*Requirements*:
Revise the section of the partnership audit passage that begins with the words containing "While it is" and ends with "not be overlooked.", swapping "TMP" for "tax matters partner" throughout.

*Given passage*:

While it is important to select the correct TMP, perhaps the most important aspect of a partnership audit is the right of each partner to participate in any administrative proceeding relating to the tax determination of partnership items at the partnership level. While the TMP is the authorized representative of the partnership, the individual partner cannot be excluded from the determination of the proper tax treatment of partnership items since these items will affect his return. In the majority of cases, a partner's interests are best served by selecting a competent TMP and hiring a tax professional to assist in the examination, rather than being personally involved in the audit. Despite this warning on self-involvement, a partner's guaranteed right of participation should not be overlooked.

Planning opportunity: As noted earlier, only those partners who are notice partners entitled to notification by the Service are assured of notification. Therefore, it is doubly important to take whatever steps are necessary to become a notice partner. If the taxpayer becomes a notice partner and is certain that he or his authorized representative needs to be involved in any future partnership proceedings, a written (preferably certified) letter informing the TMP of his desire to participate in future proceedings should be mailed to the TMP as soon as possible.

The conduct of the examination by the IRS is similar to that for any other entity, such as an individual or corporation; however, there are some important differences. When the examining agent has completed his examination, he should deliver a report to the TMP summarizing the proposed adjustments and identifying areas of known disagreement. The TMP should forward a copy of this report to all notice partners. A closing conference is then held. Notice partners are notified of the results of the closing conference in a "60-day letter" issued by the Service. The "60-day letter" allows each notice partner to decide his next course of action. This letter will contain a Form 870-P, Agreement to Assessment and Collection of Deficiency in Tax for Partnership Adjustments. The partner may agree with the Service by signing the Form 870-P or request a hearing before the IRS Appeals Division. If the partner fails to respond within the allowed 60-day period, the Service will issue the FPAA notice.

Generally, if the Service settles with any partner, it must offer a settlement under the same terms to any other partner requesting such settlement. Any settlement with a partner must be "self-contained" with respect to partnership items. This means that a settlement agreement may not be based on the partner giving up nonpartnership items to gain a resolution of the treatment of partnership items.

Example 5: M, an individual, is a 20% partner in partnership K. K's 1990 return is audited and M is seeking a settlement. M cannot agree to revalue land he had contributed to his church in return for favorable treatment on partnership losses.

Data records
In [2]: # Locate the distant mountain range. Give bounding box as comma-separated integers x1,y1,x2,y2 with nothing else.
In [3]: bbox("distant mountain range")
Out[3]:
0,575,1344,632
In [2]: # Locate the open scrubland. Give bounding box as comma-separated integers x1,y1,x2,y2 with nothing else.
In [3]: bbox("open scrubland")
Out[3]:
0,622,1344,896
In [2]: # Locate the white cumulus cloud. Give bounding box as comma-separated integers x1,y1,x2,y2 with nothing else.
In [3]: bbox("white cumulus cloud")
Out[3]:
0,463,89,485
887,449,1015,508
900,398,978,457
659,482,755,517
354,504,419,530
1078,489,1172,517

*Answer in full*:
While it is important to select the correct tax matters partner, perhaps the most important aspect of a partnership audit is the right of each partner to participate in any administrative proceeding relating to the tax determination of partnership items at the partnership level. While the tax matters partner is the authorized representative of the partnership, the individual partner cannot be excluded from the determination of the proper tax treatment of partnership items since these items will affect his return. In the majority of cases, a partner's interests are best served by selecting a competent tax matters partner and hiring a tax professional to assist in the examination, rather than being personally involved in the audit. Despite this warning on self-involvement, a partner's guaranteed right of participation should not be overlooked.